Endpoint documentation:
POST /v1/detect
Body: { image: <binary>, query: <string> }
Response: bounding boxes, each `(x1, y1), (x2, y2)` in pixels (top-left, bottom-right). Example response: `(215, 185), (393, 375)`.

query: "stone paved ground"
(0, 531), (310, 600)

• _Instructions for the task_: Repeat every entry above exactly, leaving nothing out.

• _Answer space_:
Endpoint documentation:
POST /v1/detect
Body: { image: <binary>, query: <string> }
Response: bounding boxes, each `(x1, y1), (x2, y2)` in pixels (top-left, bottom-right). Example response: `(215, 185), (393, 375)`.

query: "stone paved ground"
(0, 531), (310, 600)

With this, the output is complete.